» **Exercise details**: Write out every line of the material again, requests included, and increase each coordinate in the answers by 24.

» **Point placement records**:
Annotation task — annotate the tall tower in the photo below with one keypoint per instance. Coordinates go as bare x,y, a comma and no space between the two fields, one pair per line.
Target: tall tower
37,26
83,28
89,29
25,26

» **Task output**:
Annotation task — annotate the tall tower in the photo below with one keypoint per instance. Coordinates go as bare x,y, a comma and no space between the two fields, one pair per line.
Target: tall tower
61,50
107,52
113,53
49,50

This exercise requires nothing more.